• [Source excerpt]
# # # # # # #
Apology is one of the ultimate leadership roles those in charge can have.

My argument to those who are against apology for legal and other practical reasons is simply that everything they say is likely true. But, the power of apology is so great that it overrides all of those hypothetical and negative, but rational, potential consequences.

What is the Question Your Mother Would Ask You?

The question you have to ask after you’ve created victims is, “what kind of organization is it that burns somebody’s house down,” people see it burn on television, but your company’s response is, “what fire?”

If your mother were to ask you something about your company’s stumble, fumble and bungled response, the question would be, “What were you thinking?” And you need an answer because a lot of people especially the victims and survivors are going to be asking that question.

Apology is Free. Empathy is Free.

The costs of avoiding apology and therefore failing to be empathetic are enormous.

In crisis, you learn two things about what it costs:

  1. First, in crisis you’re spending huge sums of money more stupidly than you could possibly ever imagine.
  2. Secondly, the reality is that the checks you write today will be the smallest checks you’ll ever write in settling matters with those whose lives have been adversely affected.
# # # # # # #
• [Entries shown]
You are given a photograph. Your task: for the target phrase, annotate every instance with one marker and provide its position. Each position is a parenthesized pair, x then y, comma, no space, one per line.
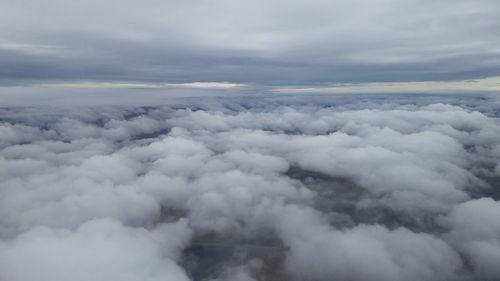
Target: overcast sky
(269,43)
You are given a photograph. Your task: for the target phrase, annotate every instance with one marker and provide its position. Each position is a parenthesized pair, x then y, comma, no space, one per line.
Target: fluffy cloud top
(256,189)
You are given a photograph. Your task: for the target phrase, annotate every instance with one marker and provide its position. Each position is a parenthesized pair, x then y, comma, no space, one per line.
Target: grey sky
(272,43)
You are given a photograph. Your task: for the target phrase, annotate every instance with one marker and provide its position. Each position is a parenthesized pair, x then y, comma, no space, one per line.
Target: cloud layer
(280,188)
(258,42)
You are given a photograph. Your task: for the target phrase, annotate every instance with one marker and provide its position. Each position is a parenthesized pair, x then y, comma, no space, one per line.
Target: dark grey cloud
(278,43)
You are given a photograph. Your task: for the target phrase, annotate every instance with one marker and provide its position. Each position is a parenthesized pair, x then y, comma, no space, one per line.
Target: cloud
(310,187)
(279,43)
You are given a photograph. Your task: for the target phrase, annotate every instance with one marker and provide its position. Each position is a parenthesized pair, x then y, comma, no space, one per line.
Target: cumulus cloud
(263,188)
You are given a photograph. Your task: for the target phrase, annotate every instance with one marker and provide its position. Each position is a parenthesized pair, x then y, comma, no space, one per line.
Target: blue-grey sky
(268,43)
# # # # # # #
• [Task description]
Revise the part of the apology passage that opens with the words "Apology is one" and closes with "asking that question.", writing "casualties" wherever "victims" appears.

• [Exercise answer]
Apology is one of the ultimate leadership roles those in charge can have.

My argument to those who are against apology for legal and other practical reasons is simply that everything they say is likely true. But, the power of apology is so great that it overrides all of those hypothetical and negative, but rational, potential consequences.

What is the Question Your Mother Would Ask You?

The question you have to ask after you’ve created casualties is, “what kind of organization is it that burns somebody’s house down,” people see it burn on television, but your company’s response is, “what fire?”

If your mother were to ask you something about your company’s stumble, fumble and bungled response, the question would be, “What were you thinking?” And you need an answer because a lot of people especially the casualties and survivors are going to be asking that question.